A father is forced to confront the impact his choices have had on his offspring.
I couldn’t be more excited to be the one to introduce you to A Number, Caryl Churchill’s staggeringly smart and deeply unsettling drama about a father and his son(s).
Writers Theatre prides itself on bringing the work of the finest playwrights in the English language to the North Shore, and we are long overdue to include Churchill in these ranks. A British writer of dazzling wit and formidable intelligence, she has been challenging, testing and rewriting the conventions of contemporary theatre for sixty years.
When she sat down to write A Number in the early 2000s, a debate was raging around the ethics of creating human embryos and the replication of sheep DNA. Now, as a new generation confronts the prospect of gene editing and designer babies, the necessity for scientists to focus on the potential real-world ramifications of their actions has never been more pronounced. Churchill anticipated all of this, not by setting her play in some academic laboratory, but by placing it in a living room with one specific family who is facing the lasting and terrible repercussions of having “played God.”
The DNA of A Number can be traced not only to the heady science fiction of The Twilight Zone and Black Mirror, but also to the complicated family dynamics of Eugene O’Neill and Arthur Miller. It offers a cerebral high combined with a devastating emotional wallop, all in an efficient and taut 65 minutes. In this play, a father is forced to confront the impact his choices have had on his offspring. Constructed like a particularly brutal science experiment, it forces us to ask the most fundamental questions imaginable about the things we pass on to our children.

ENTRIES SUPPLIED:
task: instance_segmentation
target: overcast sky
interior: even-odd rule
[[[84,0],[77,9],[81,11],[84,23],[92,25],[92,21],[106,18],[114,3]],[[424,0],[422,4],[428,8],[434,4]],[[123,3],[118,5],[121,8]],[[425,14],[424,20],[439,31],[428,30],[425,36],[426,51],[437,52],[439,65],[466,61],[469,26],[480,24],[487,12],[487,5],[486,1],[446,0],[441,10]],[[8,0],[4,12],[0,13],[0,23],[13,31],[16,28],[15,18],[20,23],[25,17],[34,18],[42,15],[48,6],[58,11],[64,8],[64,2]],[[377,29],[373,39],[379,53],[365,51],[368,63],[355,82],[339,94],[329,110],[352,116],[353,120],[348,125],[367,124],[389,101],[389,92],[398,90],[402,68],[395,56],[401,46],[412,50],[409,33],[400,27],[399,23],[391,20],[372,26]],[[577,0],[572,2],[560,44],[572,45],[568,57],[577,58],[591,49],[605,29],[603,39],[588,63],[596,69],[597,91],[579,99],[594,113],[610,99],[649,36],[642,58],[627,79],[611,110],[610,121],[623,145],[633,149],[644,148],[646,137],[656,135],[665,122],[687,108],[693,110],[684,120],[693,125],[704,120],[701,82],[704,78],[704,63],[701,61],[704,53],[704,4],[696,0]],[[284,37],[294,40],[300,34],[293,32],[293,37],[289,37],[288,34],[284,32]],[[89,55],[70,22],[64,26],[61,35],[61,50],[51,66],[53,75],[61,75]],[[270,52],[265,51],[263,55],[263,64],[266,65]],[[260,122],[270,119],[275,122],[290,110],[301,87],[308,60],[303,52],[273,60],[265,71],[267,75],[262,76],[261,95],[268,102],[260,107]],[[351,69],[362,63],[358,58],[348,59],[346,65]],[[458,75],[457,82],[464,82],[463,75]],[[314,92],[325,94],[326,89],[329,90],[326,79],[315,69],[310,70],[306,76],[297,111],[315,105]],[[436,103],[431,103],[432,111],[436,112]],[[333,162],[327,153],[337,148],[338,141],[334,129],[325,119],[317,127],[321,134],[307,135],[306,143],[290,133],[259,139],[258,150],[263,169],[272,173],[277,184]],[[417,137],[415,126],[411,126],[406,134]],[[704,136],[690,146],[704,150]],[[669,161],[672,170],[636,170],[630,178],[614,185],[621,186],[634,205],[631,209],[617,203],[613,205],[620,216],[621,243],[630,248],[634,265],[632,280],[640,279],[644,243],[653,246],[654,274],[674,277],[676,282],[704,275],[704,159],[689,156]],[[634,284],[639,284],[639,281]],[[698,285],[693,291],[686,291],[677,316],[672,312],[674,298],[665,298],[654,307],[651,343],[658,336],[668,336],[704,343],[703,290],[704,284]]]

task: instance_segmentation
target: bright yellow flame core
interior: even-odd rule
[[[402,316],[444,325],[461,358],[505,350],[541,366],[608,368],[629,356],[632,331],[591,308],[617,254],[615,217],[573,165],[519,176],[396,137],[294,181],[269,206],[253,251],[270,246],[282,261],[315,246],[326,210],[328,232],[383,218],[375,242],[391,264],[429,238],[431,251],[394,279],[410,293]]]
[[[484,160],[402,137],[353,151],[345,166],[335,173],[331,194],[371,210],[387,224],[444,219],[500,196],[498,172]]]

TASKS AND EXERCISES:
(1) According to the introduction to A Number, how long does the play run?
(2) Repeat the passage of the introduction to A Number starting at "The DNA of A" and ending at "to our children.".
(3) Continue the introduction to Caryl Churchill's A Number from its last sentence.

RESULTS FOR EACH TASK:
(1) 65 minutes.

(2)
The DNA of A Number can be traced not only to the heady science fiction of The Twilight Zone and Black Mirror, but also to the complicated family dynamics of Eugene O’Neill and Arthur Miller. It offers a cerebral high combined with a devastating emotional wallop, all in an efficient and taut 65 minutes. In this play, a father is forced to confront the impact his choices have had on his offspring. Constructed like a particularly brutal science experiment, it forces us to ask the most fundamental questions imaginable about the things we pass on to our children.

(3)
Working on this play is necessarily going to take on an unusual personal resonance for me. Sometime in the next few days, I’m anticipating the birth of my first child. I’ll take leave to be there for those vital first few weeks, and then return to work in time to be present for much of the rehearsal process for A Number. Already, I’m haunted by the questions this play asks of me. What gifts and what struggles will I genetically pass on to my daughter? And, at the same time, how will I be shaping her development, not just in those times when I have a lesson I hope to impart, but in all those deeply human moments that pass in between?
Churchill offers us as an audience a stark and essential challenge, but she does it in a scintillating and compelling play that sparks the imagination and cuts to the marrow. Please, lean forward and engage. This play and this extraordinary production are what we have to pass on to you.